Aim of the exercise → In the entries below, change every "shelf-layout reference" to "landscape survey" and leave everything else unchanged. Leave out the pictures when you write the entries again.
--- Data extract ---
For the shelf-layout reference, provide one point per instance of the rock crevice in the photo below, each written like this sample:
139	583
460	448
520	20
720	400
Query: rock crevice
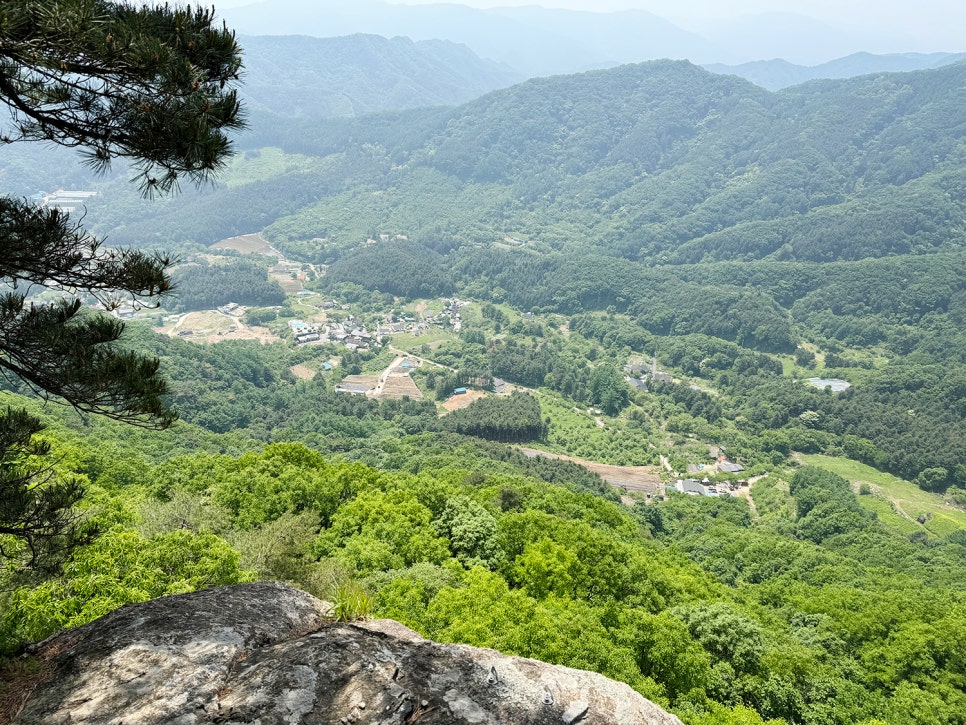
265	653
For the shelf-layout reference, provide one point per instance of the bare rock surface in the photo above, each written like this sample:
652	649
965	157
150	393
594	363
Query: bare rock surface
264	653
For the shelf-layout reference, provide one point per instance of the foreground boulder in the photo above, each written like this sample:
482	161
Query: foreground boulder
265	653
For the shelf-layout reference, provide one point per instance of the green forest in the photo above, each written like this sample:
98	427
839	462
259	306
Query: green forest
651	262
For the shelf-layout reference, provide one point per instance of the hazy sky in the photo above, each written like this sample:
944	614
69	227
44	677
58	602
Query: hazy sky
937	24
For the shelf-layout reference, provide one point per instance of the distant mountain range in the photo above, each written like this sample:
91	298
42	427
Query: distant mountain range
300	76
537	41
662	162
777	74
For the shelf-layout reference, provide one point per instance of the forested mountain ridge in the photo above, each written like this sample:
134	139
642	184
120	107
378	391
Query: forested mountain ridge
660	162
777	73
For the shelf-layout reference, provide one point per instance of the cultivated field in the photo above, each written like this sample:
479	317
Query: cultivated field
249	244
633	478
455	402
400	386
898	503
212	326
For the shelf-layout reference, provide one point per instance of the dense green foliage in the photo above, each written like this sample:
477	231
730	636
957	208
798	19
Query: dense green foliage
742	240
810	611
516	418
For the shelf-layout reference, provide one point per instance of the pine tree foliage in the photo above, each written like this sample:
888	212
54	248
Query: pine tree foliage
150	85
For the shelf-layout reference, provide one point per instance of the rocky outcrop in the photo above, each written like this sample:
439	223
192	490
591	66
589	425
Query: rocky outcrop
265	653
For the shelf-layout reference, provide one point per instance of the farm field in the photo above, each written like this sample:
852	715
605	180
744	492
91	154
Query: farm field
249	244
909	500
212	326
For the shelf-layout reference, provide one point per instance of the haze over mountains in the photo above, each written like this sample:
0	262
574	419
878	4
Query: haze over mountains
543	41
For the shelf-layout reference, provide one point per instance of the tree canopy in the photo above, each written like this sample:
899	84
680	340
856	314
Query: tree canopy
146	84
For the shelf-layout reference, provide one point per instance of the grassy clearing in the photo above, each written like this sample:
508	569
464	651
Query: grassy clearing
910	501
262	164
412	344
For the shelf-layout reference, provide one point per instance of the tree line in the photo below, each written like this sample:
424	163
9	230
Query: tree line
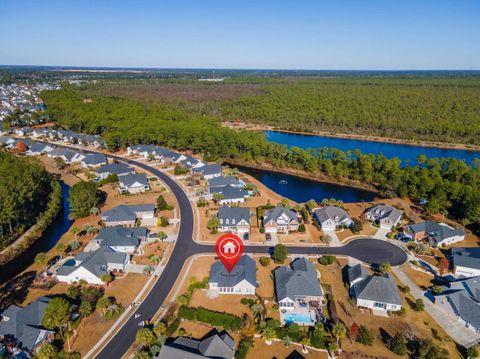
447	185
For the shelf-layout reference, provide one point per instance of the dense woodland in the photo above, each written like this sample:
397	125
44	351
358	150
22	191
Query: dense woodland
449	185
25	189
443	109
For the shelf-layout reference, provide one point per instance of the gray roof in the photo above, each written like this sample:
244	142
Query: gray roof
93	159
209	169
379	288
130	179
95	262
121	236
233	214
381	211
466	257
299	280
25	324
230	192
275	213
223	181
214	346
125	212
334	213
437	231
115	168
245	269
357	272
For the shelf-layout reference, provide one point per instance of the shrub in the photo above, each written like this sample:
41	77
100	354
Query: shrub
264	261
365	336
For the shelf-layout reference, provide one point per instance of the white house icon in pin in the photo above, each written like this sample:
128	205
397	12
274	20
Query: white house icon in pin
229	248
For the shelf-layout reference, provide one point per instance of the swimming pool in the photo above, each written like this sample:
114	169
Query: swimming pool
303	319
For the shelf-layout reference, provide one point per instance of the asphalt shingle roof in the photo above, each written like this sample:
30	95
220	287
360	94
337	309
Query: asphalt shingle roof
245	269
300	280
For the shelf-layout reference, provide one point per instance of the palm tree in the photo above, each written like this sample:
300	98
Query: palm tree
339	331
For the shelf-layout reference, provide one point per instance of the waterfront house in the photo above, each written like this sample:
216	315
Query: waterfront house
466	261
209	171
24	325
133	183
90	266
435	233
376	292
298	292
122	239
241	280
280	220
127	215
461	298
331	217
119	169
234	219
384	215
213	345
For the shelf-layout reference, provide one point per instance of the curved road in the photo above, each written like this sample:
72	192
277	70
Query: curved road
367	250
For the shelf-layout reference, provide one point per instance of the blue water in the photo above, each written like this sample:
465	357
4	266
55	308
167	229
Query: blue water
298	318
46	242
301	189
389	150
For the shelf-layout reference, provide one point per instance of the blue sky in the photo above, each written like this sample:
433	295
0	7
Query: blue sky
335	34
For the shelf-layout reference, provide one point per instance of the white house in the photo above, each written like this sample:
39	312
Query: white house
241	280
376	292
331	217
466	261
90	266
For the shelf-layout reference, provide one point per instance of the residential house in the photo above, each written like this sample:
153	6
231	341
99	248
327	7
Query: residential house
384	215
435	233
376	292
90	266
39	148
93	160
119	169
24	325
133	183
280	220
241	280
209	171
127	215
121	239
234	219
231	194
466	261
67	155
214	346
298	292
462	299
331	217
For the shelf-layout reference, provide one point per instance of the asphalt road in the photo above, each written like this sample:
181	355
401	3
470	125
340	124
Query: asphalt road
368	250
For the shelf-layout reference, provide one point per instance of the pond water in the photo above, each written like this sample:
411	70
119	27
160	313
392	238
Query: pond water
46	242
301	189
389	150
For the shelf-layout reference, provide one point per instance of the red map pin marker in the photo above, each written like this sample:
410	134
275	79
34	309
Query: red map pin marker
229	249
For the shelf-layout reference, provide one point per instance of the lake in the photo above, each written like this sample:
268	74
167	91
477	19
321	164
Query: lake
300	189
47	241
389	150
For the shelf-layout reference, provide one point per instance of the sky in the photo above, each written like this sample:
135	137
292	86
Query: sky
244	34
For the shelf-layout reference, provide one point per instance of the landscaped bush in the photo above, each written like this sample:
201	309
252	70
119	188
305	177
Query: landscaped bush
---
Answer below →
For the landscape survey, provide one point per instance of the rock crevice in the photo below, each written like this sample:
139	583
460	448
520	20
720	400
Query: rock crevice
265	653
For the landscape survey, provide one point per instance of the bare rock surface in the photo above, each written like this sample:
652	649
965	157
150	393
594	363
Query: bare rock surface
264	653
For the landscape survey, provide one point per instance of the foreground boulder in the photo above, each written like this sample:
482	161
Query: foreground boulder
265	653
For the landscape survey, provide one point per instance of the green forest in the photo above, each written like this sample:
98	427
839	462
259	306
Query: green forest
651	262
For the landscape survey, provide one point per instance of the hazy sky in the photo above, each written like this sample:
944	614
69	227
44	677
58	602
Query: hazy sky
937	24
For the landscape survey, provide one point per instance of the distant mountain range in the photo above, each written like this sample:
91	298
42	427
Query: distant mountain range
300	76
537	41
662	162
777	74
For the landscape survey, provide one point per instance of the forested mountain ridge in the photo above, each written like this sample:
134	139
642	184
120	107
378	391
Query: forested mountain ridge
660	162
777	73
For the landscape survey, provide one point per instance of the cultivated field in the photo above, each written like this sample:
479	317
Query: cultivated field
249	244
633	478
455	402
400	386
898	503
212	326
For the landscape survey, provide one point per instance of the dense green foliage in the photo above, each written like this sample:
477	231
730	636
957	208
798	19
Query: dense green foliage
742	240
810	611
516	418
For the landscape survey, provide one point per instance of the pine tree foliage in the photo above, each written like this sample:
888	212
54	248
Query: pine tree foliage
150	85
For the landscape survey, provide one point per instance of the rocky outcrop in the photo above, each written like this sample:
439	223
192	490
591	66
589	425
Query: rocky outcrop
265	653
For the landscape survey, provide one point per instance of the farm field in the photo above, each written like this sample:
852	715
605	180
744	492
91	154
Query: farm field
249	244
909	500
212	326
For the landscape survey, provide one point per instance of the haze over mountains in the photo above, each written like this sample:
0	262
574	419
878	4
Query: haze over mountains
543	41
For the landscape survey, provide one point per instance of the tree canopy in the photo above, each written like this sample:
899	84
680	340
856	314
Query: tree canopy
146	84
For the landscape survey, provide one point per instance of the grassy clearing in the photo above, each written like this sample:
508	569
464	651
Query: grassy clearing
910	501
262	164
412	344
For the landscape survey, provide one point per instance of the tree line in the photo below, each written like this sample:
424	163
9	230
Query: tree line
447	185
For the landscape survey, provide one point per instance of the dense woodland in the photo above, each written like this sample:
397	125
44	351
358	150
22	191
Query: dense woodland
449	185
25	189
443	109
For the landscape survey, provide one point per instance of the gray roof in the photo above, each written like this sample:
244	142
Query: gray roof
93	159
209	169
379	288
130	179
95	262
121	236
233	214
381	211
466	257
299	280
25	324
230	192
275	213
223	181
214	346
125	212
334	213
437	231
115	168
245	269
357	272
For the landscape survey, provide one point per instance of the shrub in the photo above, each written like this sample:
41	77
100	354
Query: shrub
264	261
365	336
For the landscape survey, provide one point per instance of the white house icon in pin in the photo above, each written like this sample:
128	205
397	12
274	20
Query: white house icon in pin
229	248
For the landscape survey, provide one point per instance of the swimming pool in the photo above, each written like this sample:
114	169
Query: swimming pool
303	319
For the landscape survey, provide one point per instance of the asphalt shingle roof in the photo above, each written like this sample:
30	95
220	287
360	94
337	309
Query: asphalt shingle roof
245	269
300	280
For the landscape survey, provide one point per instance of the palm tree in the photo above, each written like this sample:
300	98
Query: palm tree
339	331
For the landscape survey, provide one point per instance of the waterfront house in the photo above, each written like this sample:
216	315
Query: waterfront house
466	261
209	171
24	325
133	183
90	266
435	233
376	292
298	292
122	239
241	280
280	220
127	215
461	298
331	217
119	169
234	219
384	215
213	345
For the landscape survey, provide one point per instance of the curved road in the photo above, each written like this sample:
72	192
277	70
Query: curved road
367	250
For the landscape survey, provide one point per instance of the blue water in the photo above, each written like this sample:
465	357
4	266
55	308
167	229
Query: blue water
298	318
46	242
301	189
389	150
For the landscape survey, provide one point per instance of the blue sky in the photo above, each written like this sample:
433	295
0	7
Query: blue sky
335	34
For the landscape survey, provide one point per instance of the white house in the photo above, each written like this sample:
39	312
Query: white house
241	280
376	292
331	217
466	261
90	266
For the landscape survey, provide one point per instance of the residential house in the photo above, each written like this sample:
153	6
231	341
99	248
327	7
Query: residential house
384	215
435	233
376	292
90	266
39	148
93	160
119	169
24	325
133	183
280	220
241	280
209	171
127	215
121	239
234	219
231	194
466	261
67	155
214	346
298	292
462	299
331	217
For the landscape survey, provide one point per instance of the asphalt road in the photo above, each written like this sample:
181	355
401	3
470	125
340	124
Query: asphalt road
368	250
For the landscape survey, provide one point per instance of the pond water in the photo above, each written like this sample:
411	70
119	27
160	313
392	238
Query: pond water
46	242
301	189
389	150
For the landscape survey, provide one point per instance of the red map pin marker in the photo above, each written like this sample:
410	134
275	79
34	309
Query: red map pin marker
229	249
For the landscape survey, provide one point per instance of the lake in the photo above, each written like this sample:
268	74
167	91
477	19
321	164
Query: lake
300	189
47	241
389	150
For the landscape survey, provide one point per instance of the sky in the photo above, each written like this sample:
135	137
292	86
Query: sky
244	34
For the landscape survey, provide one point per instance of the landscaped bush in the photo above, each written like this sample:
201	309
252	70
119	188
305	177
Query: landscaped bush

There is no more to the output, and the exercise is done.